-- START OF Document text --
SECURITIES AND EXCHANGE COMMISSION

WASHINGTON, D.C. 20549

FORM 8-K

CURRENT REPORT

Pursuant to Section 13 or 15(d) of the Securities Exchange Act of 1934

Date of Report (Date of earliest event reported): February 23, 2017

UNIVERSAL DISPLAY CORPORTION

(Exact name of Registrant as Specified in Its Charter)

Pennsylvania 1-12031 23-2372688
(State or Other Jurisdiction of Incorporation) (Commission File Number) (IRS Employer Identification No.)
375 Phillips Boulevard, Ewing, NJ 08618
(Address of Principal Executive Offices) (Zip Code)

Registrant’s Telephone Number, Including Area Code: (609) 671-0980

Not Applicable

(Former Name or Former Address, if Changed Since Last Report)

Check the appropriate box below if the Form 8-K filing is intended to simultaneously satisfy the filing obligation of the registrant under any of the following provisions (see General Instructions A.2. below):

☐ Written communications pursuant to Rule 425 under the Securities Act (17 CFR 230.425)

☐ Soliciting material pursuant to Rule 14a-12 under the Exchange Act (17 CFR 240.14a-12)

☐ Pre-commencement communications pursuant to Rule 14d-2(b) under the Exchange Act (17 CFR 240.14d-2(b))

☐ Pre-commencement communications pursuant to Rule 13e-4(c) under the Exchange Act (17 CFR 240.13e-4(c))

Item 2.02 Results of Operations and Financial Condition.

On February 23, 2017, the Registrant issued a press release regarding its financial results for the year ended December 31, 2016. A copy of the press release is furnished as Exhibit 99.1 to this report.

The information set forth under this “Item 2.02. Results of Operations and Financial Condition” (including the exhibit) shall not be deemed to be “filed” for the purposes of Section 18 of the Securities Exchange Act of 1934, as amended, nor shall it be incorporated by reference in any filing made by the Registrant pursuant to the Securities Act of 1933, as amended, other than to the extent that such filing incorporates by reference any or all of such information by express reference thereto.

Item 9.01 Financial Statements and Exhibits.

(d) Exhibits

Exhibit Number Description
99.1 Press Release by the Registrant, dated February 23, 2016, furnished pursuant to Item 2.02 of Form 8-K.

SIGNATURES

Pursuant to the requirements of the Securities Exchange Act of 1934, the registrant has duly caused this report to be signed on its behalf by the undersigned thereunto duly authorized.

/s/ Sidney D. Rosenblatt
Sidney D. Rosenblatt
Executive Vice President, Chief Financial Officer, Treasurer and Secretary

EXHIBIT INDEX

Exhibit Number Description
99.1 Press Release by the Registrant, dated February 23, 2017, furnished pursuant to Item 2.02 of Form 8-K.
-- END OF Document text --
-- START OF Record extracts --
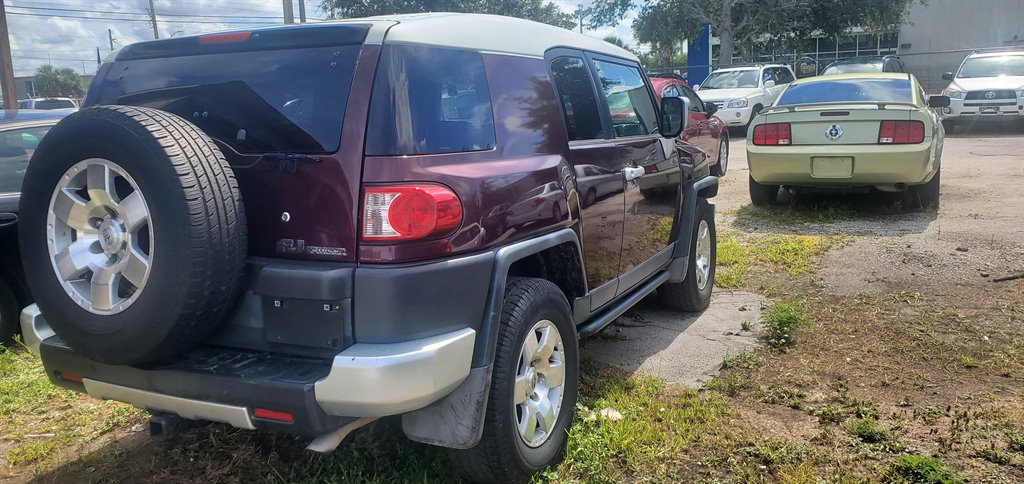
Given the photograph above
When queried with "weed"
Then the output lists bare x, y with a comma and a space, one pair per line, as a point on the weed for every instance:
777, 453
993, 454
747, 359
868, 431
920, 469
1015, 441
780, 319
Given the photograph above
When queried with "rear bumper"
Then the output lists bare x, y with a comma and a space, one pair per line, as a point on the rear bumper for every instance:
223, 385
961, 110
871, 165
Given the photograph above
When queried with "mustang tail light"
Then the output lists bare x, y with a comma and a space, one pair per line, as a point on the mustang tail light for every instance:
409, 212
901, 132
772, 134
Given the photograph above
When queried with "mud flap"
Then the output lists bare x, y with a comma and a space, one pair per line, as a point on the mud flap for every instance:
456, 421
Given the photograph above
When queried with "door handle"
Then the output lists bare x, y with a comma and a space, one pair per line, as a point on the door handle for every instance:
632, 173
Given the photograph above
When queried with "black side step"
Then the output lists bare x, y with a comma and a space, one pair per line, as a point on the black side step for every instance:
606, 316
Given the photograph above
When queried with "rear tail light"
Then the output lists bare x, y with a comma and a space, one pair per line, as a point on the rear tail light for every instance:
901, 132
409, 212
772, 133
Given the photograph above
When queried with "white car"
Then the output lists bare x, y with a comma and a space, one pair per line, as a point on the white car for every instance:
987, 87
741, 91
48, 103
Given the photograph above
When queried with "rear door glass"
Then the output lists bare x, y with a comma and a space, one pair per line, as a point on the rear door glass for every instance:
287, 100
576, 91
429, 100
629, 100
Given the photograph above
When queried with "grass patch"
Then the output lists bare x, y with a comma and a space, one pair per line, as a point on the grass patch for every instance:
868, 431
658, 425
38, 418
738, 255
780, 319
920, 470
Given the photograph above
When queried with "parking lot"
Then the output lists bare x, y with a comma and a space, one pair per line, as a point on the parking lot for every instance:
908, 342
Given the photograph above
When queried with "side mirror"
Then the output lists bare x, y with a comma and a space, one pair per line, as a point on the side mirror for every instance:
674, 116
938, 101
711, 107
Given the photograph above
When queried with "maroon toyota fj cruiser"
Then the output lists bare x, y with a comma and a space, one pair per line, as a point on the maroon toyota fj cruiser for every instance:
305, 228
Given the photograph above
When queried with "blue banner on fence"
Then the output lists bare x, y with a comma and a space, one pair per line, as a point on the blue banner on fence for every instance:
698, 56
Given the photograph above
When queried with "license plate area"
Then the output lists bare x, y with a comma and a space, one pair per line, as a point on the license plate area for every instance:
832, 167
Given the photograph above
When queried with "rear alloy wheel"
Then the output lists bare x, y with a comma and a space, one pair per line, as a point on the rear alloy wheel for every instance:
763, 194
693, 294
723, 159
532, 387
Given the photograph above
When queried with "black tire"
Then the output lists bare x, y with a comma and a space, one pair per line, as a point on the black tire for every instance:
195, 211
9, 311
763, 194
502, 455
720, 169
927, 195
688, 296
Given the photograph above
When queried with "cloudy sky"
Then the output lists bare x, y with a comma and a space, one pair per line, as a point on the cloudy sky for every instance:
66, 33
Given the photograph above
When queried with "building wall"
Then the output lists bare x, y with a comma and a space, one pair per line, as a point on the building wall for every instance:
958, 26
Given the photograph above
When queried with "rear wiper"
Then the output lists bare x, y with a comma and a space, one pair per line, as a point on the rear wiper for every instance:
289, 162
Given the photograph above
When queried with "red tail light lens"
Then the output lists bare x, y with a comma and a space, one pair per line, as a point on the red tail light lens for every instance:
772, 134
283, 416
901, 132
409, 212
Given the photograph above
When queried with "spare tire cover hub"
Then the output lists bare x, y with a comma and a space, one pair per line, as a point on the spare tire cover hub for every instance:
99, 236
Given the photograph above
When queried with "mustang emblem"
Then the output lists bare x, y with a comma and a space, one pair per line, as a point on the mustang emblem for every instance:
834, 132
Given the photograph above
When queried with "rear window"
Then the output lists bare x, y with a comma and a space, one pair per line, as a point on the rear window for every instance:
287, 100
429, 100
849, 90
54, 104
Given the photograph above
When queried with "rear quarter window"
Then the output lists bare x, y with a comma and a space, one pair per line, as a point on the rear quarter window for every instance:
849, 90
429, 100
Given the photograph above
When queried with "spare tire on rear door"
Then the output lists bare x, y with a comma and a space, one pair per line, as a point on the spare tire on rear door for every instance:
133, 234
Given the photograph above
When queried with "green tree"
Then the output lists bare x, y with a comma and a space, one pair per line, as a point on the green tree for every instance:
538, 10
741, 22
54, 82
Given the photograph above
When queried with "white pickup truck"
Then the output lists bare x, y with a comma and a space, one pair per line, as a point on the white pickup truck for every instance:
741, 91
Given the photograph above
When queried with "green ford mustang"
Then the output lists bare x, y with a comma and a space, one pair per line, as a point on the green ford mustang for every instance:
849, 132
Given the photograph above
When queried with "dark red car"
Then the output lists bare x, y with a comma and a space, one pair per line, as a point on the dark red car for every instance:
305, 228
705, 130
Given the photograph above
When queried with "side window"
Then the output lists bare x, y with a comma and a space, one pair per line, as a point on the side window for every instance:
583, 119
633, 112
695, 104
16, 147
784, 76
429, 100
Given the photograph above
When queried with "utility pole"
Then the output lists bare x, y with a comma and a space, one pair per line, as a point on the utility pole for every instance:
6, 64
289, 14
153, 19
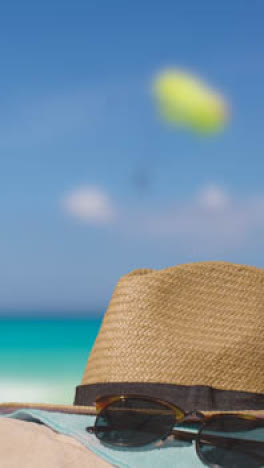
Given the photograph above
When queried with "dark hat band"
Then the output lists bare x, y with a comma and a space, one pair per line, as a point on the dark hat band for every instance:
189, 398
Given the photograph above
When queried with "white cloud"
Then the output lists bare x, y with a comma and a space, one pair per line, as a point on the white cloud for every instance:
211, 218
213, 197
89, 204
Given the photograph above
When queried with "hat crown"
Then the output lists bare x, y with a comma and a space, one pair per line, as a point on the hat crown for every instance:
193, 324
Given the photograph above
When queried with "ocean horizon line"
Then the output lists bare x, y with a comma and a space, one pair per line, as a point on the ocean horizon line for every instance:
48, 314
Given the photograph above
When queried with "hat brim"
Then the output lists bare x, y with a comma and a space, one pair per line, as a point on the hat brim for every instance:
6, 408
74, 409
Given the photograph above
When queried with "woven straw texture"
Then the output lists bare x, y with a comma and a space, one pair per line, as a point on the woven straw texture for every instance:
194, 324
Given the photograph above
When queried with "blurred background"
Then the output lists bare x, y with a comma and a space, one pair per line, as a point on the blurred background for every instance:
94, 183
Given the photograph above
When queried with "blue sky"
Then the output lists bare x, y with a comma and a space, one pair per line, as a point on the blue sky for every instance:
92, 183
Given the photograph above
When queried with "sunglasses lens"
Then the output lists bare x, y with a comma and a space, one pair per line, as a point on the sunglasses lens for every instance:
134, 422
232, 442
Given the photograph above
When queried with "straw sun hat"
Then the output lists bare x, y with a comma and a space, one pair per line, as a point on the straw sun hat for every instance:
190, 334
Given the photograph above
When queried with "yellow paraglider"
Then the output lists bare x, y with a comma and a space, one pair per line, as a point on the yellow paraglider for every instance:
185, 101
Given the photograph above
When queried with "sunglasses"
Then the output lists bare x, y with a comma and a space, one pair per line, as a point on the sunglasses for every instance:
222, 440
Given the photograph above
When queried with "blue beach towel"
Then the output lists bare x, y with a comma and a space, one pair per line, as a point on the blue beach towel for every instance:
172, 453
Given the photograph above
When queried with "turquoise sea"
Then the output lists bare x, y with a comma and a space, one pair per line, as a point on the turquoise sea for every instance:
42, 360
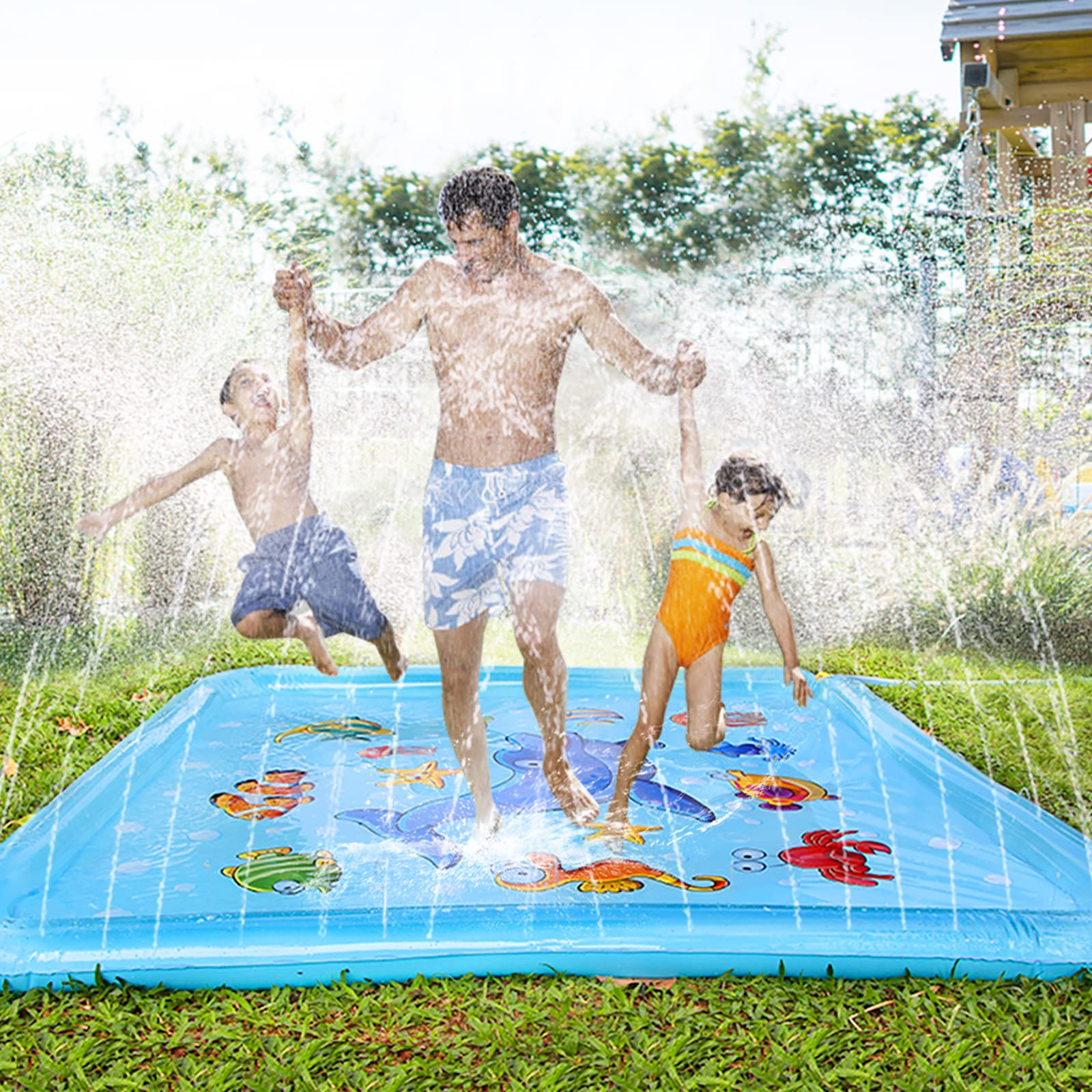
-- END OF Record extracts --
(Exercises):
A) What is the Spanish translation of this sentence from the Form 8-K: "On February 23, 2017, the Registrant issued a press release regarding its financial results for the year ended December 31, 2016."
B) According to the Form 8-K, in which state is the registrant incorporated?
C) Can you transcribe the Form 8-K, starting with "The information set" and going on through "Statements and Exhibits."?

(Response list):
A) El 23 de febrero de 2017, el Registrante emitió un comunicado de prensa sobre sus resultados financieros del año terminado el 31 de diciembre de 2016.

B) Pennsylvania.

C)
The information set forth under this “Item 2.02. Results of Operations and Financial Condition” (including the exhibit) shall not be deemed to be “filed” for the purposes of Section 18 of the Securities Exchange Act of 1934, as amended, nor shall it be incorporated by reference in any filing made by the Registrant pursuant to the Securities Act of 1933, as amended, other than to the extent that such filing incorporates by reference any or all of such information by express reference thereto.

Item 9.01 Financial Statements and Exhibits.